CHALLENGE >> Reproduce the following material exactly, including every line.

RECORDS PROVIDED >>
***
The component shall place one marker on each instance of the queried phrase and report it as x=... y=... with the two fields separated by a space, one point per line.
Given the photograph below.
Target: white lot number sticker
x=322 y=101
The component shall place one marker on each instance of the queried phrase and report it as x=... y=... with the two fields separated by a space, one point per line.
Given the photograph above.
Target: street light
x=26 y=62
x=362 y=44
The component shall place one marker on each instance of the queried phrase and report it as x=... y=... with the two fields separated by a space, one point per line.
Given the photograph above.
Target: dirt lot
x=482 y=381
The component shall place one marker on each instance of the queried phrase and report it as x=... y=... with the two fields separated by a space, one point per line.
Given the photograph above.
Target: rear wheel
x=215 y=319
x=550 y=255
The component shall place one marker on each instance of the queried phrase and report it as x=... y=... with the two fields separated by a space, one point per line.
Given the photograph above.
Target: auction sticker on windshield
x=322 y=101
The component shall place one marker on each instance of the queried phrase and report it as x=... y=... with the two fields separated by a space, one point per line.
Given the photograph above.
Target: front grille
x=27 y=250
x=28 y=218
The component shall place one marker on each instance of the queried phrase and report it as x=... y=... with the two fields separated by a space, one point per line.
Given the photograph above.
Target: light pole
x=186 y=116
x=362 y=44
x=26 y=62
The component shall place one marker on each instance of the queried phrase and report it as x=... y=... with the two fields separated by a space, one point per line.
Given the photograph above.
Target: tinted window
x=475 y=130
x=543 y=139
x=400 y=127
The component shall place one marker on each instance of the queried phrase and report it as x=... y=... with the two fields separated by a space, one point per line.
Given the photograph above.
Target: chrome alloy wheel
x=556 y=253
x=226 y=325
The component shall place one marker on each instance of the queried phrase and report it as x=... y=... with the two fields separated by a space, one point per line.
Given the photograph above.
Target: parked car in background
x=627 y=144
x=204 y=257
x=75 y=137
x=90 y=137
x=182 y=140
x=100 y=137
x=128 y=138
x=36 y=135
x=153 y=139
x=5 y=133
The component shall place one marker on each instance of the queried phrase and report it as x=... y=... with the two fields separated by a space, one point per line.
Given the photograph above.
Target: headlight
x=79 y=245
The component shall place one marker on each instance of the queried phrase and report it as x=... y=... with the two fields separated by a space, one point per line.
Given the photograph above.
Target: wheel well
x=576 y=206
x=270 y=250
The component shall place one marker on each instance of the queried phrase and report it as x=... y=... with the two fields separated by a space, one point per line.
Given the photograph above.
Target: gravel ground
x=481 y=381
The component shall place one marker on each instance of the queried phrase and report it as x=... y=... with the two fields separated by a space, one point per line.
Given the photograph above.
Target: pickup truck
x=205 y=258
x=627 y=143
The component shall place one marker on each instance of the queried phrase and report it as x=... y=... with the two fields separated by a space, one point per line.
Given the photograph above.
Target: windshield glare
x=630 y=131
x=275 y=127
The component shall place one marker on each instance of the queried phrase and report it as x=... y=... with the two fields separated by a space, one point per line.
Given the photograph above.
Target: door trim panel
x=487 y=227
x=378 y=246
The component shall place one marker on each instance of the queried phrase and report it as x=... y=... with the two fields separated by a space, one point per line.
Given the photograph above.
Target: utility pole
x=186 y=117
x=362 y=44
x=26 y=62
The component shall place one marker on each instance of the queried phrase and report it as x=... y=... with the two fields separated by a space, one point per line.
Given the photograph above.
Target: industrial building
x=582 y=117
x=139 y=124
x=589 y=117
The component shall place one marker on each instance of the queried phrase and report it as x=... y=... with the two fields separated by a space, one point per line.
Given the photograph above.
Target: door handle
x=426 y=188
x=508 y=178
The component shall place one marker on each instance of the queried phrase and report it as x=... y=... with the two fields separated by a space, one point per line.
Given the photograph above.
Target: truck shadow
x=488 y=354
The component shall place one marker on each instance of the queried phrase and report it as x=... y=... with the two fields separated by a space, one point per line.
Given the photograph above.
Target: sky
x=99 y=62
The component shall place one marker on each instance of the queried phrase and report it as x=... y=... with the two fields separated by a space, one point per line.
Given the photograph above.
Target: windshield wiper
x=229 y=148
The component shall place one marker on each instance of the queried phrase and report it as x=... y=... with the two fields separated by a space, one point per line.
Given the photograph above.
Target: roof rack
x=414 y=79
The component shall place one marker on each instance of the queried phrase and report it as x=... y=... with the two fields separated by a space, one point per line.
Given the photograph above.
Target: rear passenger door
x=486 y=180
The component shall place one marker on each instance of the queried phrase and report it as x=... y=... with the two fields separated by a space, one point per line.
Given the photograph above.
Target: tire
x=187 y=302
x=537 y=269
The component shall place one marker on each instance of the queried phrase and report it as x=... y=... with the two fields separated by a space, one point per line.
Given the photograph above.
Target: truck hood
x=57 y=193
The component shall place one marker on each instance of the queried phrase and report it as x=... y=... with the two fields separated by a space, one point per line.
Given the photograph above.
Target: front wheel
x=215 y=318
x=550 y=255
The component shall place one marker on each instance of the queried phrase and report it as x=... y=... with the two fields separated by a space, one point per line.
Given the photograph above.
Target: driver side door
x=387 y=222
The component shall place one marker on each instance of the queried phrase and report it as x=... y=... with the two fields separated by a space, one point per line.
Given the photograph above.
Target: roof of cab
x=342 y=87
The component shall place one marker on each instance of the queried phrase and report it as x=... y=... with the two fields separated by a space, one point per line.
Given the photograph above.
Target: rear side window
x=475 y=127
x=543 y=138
***
FINAL RESULT >>
The component shall place one marker on each instance of the queried phrase and report it as x=... y=... with the two fields separated by a space, one point per line.
Given the photograph below.
Target: white lot number sticker
x=322 y=101
The component shall place one marker on each instance of the queried phrase and report it as x=... y=... with the two fields separated by a space, one point per line.
Given the photograph above.
Target: street light
x=26 y=62
x=362 y=44
The component shall place one marker on each instance of the queried phrase and report it as x=... y=... with the two fields separated by a space, one point per line.
Given the photograph above.
Target: dirt lot
x=482 y=381
The component shall place one marker on each instance of the queried phrase and report it as x=... y=... with the two fields separated by a space, one point per line.
Given the photograph above.
Target: rear wheel
x=215 y=319
x=550 y=255
The component shall place one marker on each instance of the queried phrase and report it as x=... y=... with the two fields separated by a space, one point per line.
Given the photograph above.
Target: auction sticker on windshield
x=322 y=101
The component shall place one marker on each instance of the queried phrase and report it as x=... y=... with the two fields separated by a space, one point per line.
Given the photograph above.
Target: front grille
x=27 y=250
x=28 y=218
The component shall place one marker on each instance of the queried phrase and report it as x=... y=... with the two fields separated by a space, one point per line.
Given the photograph above.
Target: light pole
x=186 y=116
x=362 y=44
x=26 y=62
The component shall place one marker on each instance of the queried phrase and report it as x=... y=... with the two fields separated by a space, one point per line.
Given the photograph above.
Target: tinted window
x=475 y=130
x=543 y=139
x=400 y=127
The component shall place one marker on each instance of the queried phrase and report it as x=... y=... with the two fields separated by a space, one point per line.
Given the photograph above.
Target: chrome alloy wheel
x=556 y=253
x=226 y=325
The component shall place one marker on each instance of the queried phrase and report it as x=... y=... with the two fields separated by a space, one point per line.
Given the photograph above.
Target: parked car in background
x=627 y=144
x=204 y=257
x=75 y=137
x=90 y=137
x=182 y=140
x=100 y=137
x=128 y=138
x=36 y=135
x=153 y=139
x=5 y=133
The component shall place one marker on each instance of the queried phrase and report it as x=... y=... with the two fields separated by a space, one point per line.
Given the photograph above.
Target: headlight
x=79 y=245
The component shall place one marker on each instance of the queried phrase and report it as x=... y=... with the two fields separated by a space, one point per line.
Given the photograph above.
Target: wheel well
x=576 y=206
x=270 y=250
The component shall place one marker on each instance of the queried phrase and report it as x=... y=... with the two fields separated by a space, one point per line.
Given the photograph above.
Target: gravel ground
x=481 y=381
The component shall place one marker on each instance of the queried phrase and report it as x=... y=... with the two fields separated by a space, one point per line.
Given the photograph above.
Target: pickup truck
x=205 y=258
x=627 y=143
The component shall place one marker on each instance of the queried phrase and report it as x=... y=... with the two fields separated by a space, one point per line.
Given the photograph above.
Target: windshield glare
x=630 y=131
x=275 y=127
The component shall place one marker on each instance of the queried phrase and report it as x=... y=... with the two fields separated by a space, one point per line.
Given the photograph above.
Target: door trim panel
x=487 y=227
x=378 y=246
The component shall place one marker on each instance of the queried phrase and report it as x=... y=... with the two fields separated by a space, one point per line.
Given the photograph above.
Target: utility pole
x=186 y=117
x=362 y=44
x=26 y=62
The component shall place one marker on each instance of the queried phrase and report it as x=... y=... with the two fields separated by a space, one point per line.
Given the photograph above.
Target: industrial building
x=582 y=117
x=139 y=124
x=589 y=117
The component shall place one marker on each instance of the queried phrase and report it as x=... y=... with the two fields separated by a space, one point per line.
Given the photograph above.
Target: door handle
x=426 y=188
x=508 y=178
The component shall place one marker on each instance of the queried phrase and report it as x=... y=... with the two fields separated by a space, one point per line.
Given the photograph above.
Target: truck shadow
x=488 y=354
The component shall place one marker on each instance of the queried phrase and report it as x=... y=... with the two fields separated by a space, one point per line.
Given the photograph above.
Target: sky
x=99 y=62
The component shall place one marker on each instance of the queried phrase and report it as x=... y=... with the two fields separated by a space, one point per line.
Given the photograph above.
Target: windshield wiper
x=229 y=148
The component shall place one marker on each instance of the queried phrase and report it as x=... y=... with the two fields separated by a space, one point per line.
Given the photograph above.
Target: roof rack
x=414 y=79
The component shall place one marker on each instance of the queried phrase and report it as x=... y=... with the two fields separated by a space, one point per line.
Given the photograph above.
Target: rear passenger door
x=486 y=180
The component shall place one marker on each instance of the queried phrase and report it as x=... y=... with the two fields separated by a space, one point per line.
Given the photograph above.
Target: tire
x=187 y=302
x=537 y=269
The component shall place one marker on each instance of the queried phrase and report it as x=... y=... with the two fields separated by a space, one point per line.
Given the photograph above.
Target: truck hood
x=57 y=193
The component shall place one marker on each instance of the queried phrase and report it as x=... y=... with the two fields separated by a space, one point per line.
Given the photograph above.
Target: front wheel
x=215 y=318
x=550 y=255
The component shall place one marker on each instance of the queried phrase and report it as x=... y=... with the two fields separated by a space, one point per line.
Given the photograph above.
Target: driver side door
x=387 y=222
The component shall place one marker on each instance of the queried phrase and report it as x=... y=... with the two fields separated by a space, one point per line.
Given the photograph above.
Target: roof of cab
x=342 y=87
The component shall place one marker on each instance of the queried phrase and report it as x=... y=... with the two fields separated by a space, one point per line.
Given the photograph above.
Target: rear side window
x=475 y=127
x=543 y=138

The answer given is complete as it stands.